*** The data ***

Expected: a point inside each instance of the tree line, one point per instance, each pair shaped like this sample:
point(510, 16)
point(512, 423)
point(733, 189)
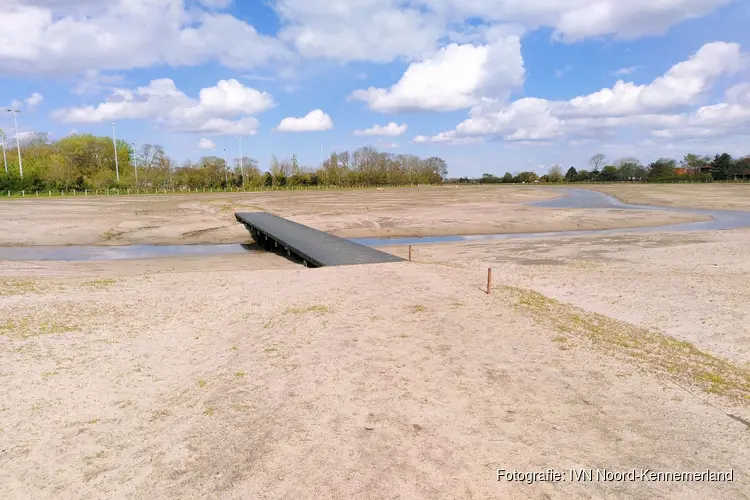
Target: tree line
point(692, 167)
point(84, 161)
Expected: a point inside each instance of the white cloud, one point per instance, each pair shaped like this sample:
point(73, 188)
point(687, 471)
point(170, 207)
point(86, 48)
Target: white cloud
point(650, 106)
point(385, 30)
point(456, 77)
point(391, 130)
point(215, 111)
point(314, 121)
point(55, 37)
point(349, 30)
point(70, 37)
point(208, 144)
point(679, 86)
point(449, 138)
point(33, 100)
point(629, 70)
point(94, 82)
point(732, 115)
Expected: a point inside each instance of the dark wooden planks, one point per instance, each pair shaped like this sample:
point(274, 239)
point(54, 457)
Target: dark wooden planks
point(317, 248)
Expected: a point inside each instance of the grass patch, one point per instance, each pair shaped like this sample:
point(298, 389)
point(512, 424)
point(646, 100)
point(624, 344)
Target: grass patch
point(25, 328)
point(102, 283)
point(309, 309)
point(18, 288)
point(678, 360)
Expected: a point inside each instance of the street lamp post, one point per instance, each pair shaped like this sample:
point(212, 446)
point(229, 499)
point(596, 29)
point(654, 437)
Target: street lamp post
point(18, 142)
point(114, 143)
point(5, 157)
point(226, 168)
point(135, 161)
point(242, 163)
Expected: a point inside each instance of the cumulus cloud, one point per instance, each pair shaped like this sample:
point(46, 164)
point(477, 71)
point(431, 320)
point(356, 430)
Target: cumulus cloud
point(216, 111)
point(33, 100)
point(714, 120)
point(314, 121)
point(385, 30)
point(657, 105)
point(391, 130)
point(70, 37)
point(51, 37)
point(456, 77)
point(30, 102)
point(207, 144)
point(628, 70)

*** End of The data ***

● **Prompt**
Where does "inside" appear in the records above? Copy each line that holds it.

● **Output for this exercise**
Expected: a point inside each instance of the tree line, one point per instance, each pair shaped like this sample:
Expected: a point inside each instance of the white cloud, one point per instance, each pair shaped like this sample:
Expected: a point inside each instance of the dark wooden planks, one point per instance, each pair shaped like this sample:
Expected: a point inside each instance of the grass patch, one point per instance, each pair shaped like this sample:
Expected: a point inside each instance of the street lamp post, one point per instance, each pair shaped like this sample:
Expected: a point inside each instance of the cumulus cloud, one point per instance, each pair shaped like this sample:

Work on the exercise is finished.